Location identification entries:
======

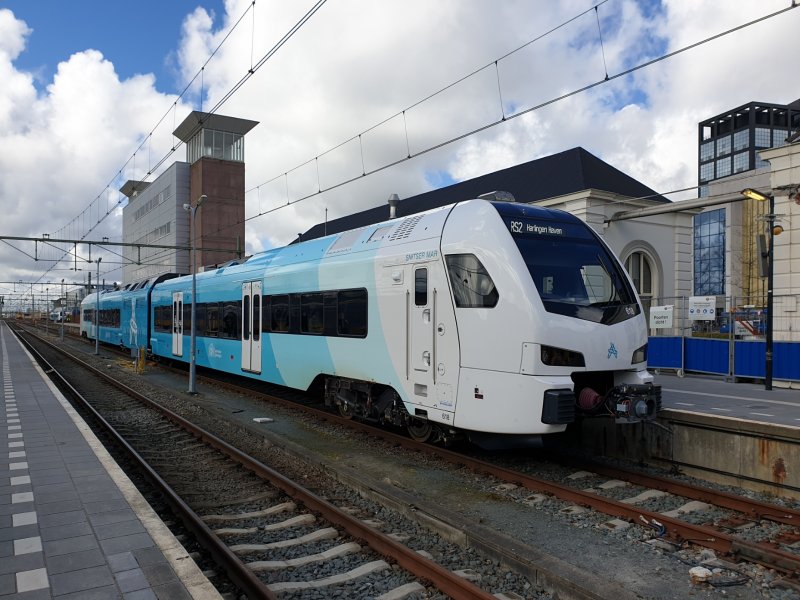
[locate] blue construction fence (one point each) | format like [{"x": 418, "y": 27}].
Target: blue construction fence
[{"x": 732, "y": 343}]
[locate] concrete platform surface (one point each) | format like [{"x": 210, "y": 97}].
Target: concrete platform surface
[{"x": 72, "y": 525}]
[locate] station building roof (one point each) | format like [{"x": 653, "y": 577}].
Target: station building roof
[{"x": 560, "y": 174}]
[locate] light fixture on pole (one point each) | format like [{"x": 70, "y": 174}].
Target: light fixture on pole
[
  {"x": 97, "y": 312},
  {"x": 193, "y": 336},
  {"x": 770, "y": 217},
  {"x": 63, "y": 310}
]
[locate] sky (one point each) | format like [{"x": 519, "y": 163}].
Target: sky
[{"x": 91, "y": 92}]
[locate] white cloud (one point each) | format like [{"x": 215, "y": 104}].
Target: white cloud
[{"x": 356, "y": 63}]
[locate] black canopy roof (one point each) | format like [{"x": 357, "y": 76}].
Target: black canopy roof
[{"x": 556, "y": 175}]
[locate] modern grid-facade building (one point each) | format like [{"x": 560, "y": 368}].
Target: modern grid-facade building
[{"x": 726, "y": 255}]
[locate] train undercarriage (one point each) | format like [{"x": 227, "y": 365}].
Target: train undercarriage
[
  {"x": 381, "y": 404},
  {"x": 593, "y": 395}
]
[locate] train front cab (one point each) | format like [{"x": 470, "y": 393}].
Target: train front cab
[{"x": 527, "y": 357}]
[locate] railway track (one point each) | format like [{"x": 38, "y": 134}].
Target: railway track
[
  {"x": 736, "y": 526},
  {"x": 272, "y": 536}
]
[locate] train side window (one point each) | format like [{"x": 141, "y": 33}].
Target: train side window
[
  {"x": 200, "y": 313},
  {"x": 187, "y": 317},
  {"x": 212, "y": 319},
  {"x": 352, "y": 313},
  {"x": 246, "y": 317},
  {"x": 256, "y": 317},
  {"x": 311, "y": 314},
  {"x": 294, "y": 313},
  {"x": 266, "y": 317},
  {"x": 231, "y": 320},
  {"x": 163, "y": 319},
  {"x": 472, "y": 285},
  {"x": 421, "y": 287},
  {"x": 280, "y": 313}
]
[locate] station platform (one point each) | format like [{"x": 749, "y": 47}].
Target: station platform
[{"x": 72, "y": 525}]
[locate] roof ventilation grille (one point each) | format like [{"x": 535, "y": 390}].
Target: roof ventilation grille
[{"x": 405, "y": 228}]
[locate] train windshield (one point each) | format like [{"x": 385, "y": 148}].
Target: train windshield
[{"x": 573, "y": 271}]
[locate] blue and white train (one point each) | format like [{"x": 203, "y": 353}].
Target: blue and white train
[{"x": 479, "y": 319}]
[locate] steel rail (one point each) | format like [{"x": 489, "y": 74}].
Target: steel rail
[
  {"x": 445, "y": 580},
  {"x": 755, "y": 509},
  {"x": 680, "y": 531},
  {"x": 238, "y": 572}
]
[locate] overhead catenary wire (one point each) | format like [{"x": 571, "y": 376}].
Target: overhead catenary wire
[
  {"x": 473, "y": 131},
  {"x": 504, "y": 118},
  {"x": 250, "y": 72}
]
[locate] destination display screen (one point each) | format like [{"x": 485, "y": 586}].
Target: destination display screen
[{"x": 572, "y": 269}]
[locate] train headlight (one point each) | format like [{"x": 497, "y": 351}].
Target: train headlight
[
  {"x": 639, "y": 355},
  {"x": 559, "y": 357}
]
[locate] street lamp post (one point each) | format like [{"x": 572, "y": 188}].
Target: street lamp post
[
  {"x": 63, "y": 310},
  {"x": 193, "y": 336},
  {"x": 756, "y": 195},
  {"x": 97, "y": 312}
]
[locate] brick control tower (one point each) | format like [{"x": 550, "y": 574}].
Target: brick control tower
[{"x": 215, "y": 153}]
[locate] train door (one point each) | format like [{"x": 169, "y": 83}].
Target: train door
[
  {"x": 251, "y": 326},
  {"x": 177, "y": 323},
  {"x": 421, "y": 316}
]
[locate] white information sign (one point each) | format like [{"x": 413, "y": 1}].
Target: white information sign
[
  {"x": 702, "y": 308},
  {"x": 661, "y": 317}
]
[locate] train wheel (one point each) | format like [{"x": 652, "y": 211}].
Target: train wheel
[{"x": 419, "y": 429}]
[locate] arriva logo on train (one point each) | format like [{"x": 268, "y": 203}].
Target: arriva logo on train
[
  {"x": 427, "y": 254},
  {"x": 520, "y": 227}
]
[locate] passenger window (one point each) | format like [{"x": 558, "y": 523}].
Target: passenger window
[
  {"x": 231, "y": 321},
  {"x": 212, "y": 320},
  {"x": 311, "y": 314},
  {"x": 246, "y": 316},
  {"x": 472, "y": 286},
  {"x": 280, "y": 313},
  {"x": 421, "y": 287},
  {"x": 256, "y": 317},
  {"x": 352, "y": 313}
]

======

* **What you should do**
Above are the records; copy exactly the lines from the one with "[locate] train wheel" through the final line.

* **Output below**
[locate] train wheel (one point each) | format like [{"x": 652, "y": 211}].
Target: train wheel
[{"x": 419, "y": 429}]
[locate] arriva logo on train (one point each) | format like [{"x": 268, "y": 203}].
Target: arriva logo on train
[
  {"x": 427, "y": 254},
  {"x": 520, "y": 227}
]
[locate] passenger window (one point each) | format like [{"x": 558, "y": 523}].
Target: passenger window
[
  {"x": 231, "y": 321},
  {"x": 212, "y": 320},
  {"x": 311, "y": 314},
  {"x": 246, "y": 316},
  {"x": 472, "y": 286},
  {"x": 280, "y": 313},
  {"x": 421, "y": 287},
  {"x": 256, "y": 317},
  {"x": 352, "y": 313}
]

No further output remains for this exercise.